EXCERPT TO READ |
I see the appeal, in dying. In the silence that calls from the depths of death. Now, before you go and say I’m promoting suicide, let me explain.

Death and I, we’ve danced before. mostly in thought, but once in truth. It was an accident. A needle in my spine was pushed in a little too far, and my body surrendered to the call. It’s funny, thinking about it now. For most of my life, I was always the one calling death. Begging him to come get me and hold me close. He never answered. There were a few times where we sat in the room together, but we never embraced. Until that one moment, on a day meant for joy and life.

I can’t tell you the imagery of his realm. All I can describe is a feeling and a knowing. Freedom. Pure, peaceful freedom. In freedom lives love and joy and ease and satisfaction. I felt complete and surrounded by love. With that came one clear knowing. Death isn’t real. Not in the sense that it is an end.

Waking from that freedom felt… incomplete. I didn’t understand why life felt heavy. Not in pain or trauma, that weight was still there; it was one I knew well. But this weight was simply the feeling of existing physically, it felt unwanted… if I’m being honest. I didn’t want to go back into “Deaths” arms; I just wanted to feel the wholeness that embraced me during my visit. So, instead of leaping back into the freedom I knew waited for me.

WORK INSTRUCTIONS |
a) In the passage on death, what single word does the writer use for the feeling of death's realm?
b) Copy word for word the part of the passage on death that opens with the words containing "Death and I, we’ve" and closes with "it is an end.".
c) List everything that the passage on death says lives in freedom.
The entries that come after this passage on death are from a different source.

GIVEN INFORMATION |
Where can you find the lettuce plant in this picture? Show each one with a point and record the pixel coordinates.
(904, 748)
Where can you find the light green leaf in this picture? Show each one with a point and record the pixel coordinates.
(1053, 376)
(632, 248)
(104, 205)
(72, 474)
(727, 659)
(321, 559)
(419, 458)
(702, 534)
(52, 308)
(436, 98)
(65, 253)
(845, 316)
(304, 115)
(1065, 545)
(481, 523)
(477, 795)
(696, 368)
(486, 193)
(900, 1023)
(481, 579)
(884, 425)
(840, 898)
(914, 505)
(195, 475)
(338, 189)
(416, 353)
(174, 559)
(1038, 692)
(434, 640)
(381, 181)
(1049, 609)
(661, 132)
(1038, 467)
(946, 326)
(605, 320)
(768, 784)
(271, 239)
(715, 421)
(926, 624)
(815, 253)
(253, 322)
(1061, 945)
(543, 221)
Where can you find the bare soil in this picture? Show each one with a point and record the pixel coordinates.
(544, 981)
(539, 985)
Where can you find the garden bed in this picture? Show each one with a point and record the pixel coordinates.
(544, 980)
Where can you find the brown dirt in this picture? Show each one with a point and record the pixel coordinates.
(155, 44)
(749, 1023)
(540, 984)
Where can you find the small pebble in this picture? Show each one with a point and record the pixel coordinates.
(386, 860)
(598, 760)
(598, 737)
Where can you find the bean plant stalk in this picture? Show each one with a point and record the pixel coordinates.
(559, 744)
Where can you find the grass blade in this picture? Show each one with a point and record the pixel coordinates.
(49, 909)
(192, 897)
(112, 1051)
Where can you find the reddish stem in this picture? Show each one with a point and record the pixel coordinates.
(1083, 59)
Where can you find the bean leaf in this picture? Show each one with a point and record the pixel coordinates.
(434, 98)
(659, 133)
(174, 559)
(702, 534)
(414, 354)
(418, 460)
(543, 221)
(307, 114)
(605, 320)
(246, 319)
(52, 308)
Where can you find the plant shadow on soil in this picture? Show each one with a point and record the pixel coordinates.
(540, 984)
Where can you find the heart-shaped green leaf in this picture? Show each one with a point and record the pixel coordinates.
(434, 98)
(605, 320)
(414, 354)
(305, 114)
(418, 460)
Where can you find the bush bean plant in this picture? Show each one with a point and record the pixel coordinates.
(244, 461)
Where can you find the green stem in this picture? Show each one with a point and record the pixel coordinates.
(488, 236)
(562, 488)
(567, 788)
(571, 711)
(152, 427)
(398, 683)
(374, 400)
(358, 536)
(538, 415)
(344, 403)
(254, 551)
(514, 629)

SOLUTIONS TO THE EXERCISE |
a) Freedom.

b)
Death and I, we’ve danced before. mostly in thought, but once in truth. It was an accident. A needle in my spine was pushed in a little too far, and my body surrendered to the call. It’s funny, thinking about it now. For most of my life, I was always the one calling death. Begging him to come get me and hold me close. He never answered. There were a few times where we sat in the room together, but we never embraced. Until that one moment, on a day meant for joy and life.

I can’t tell you the imagery of his realm. All I can describe is a feeling and a knowing. Freedom. Pure, peaceful freedom. In freedom lives love and joy and ease and satisfaction. I felt complete and surrounded by love. With that came one clear knowing. Death isn’t real. Not in the sense that it is an end.

c) Love, joy, ease and satisfaction.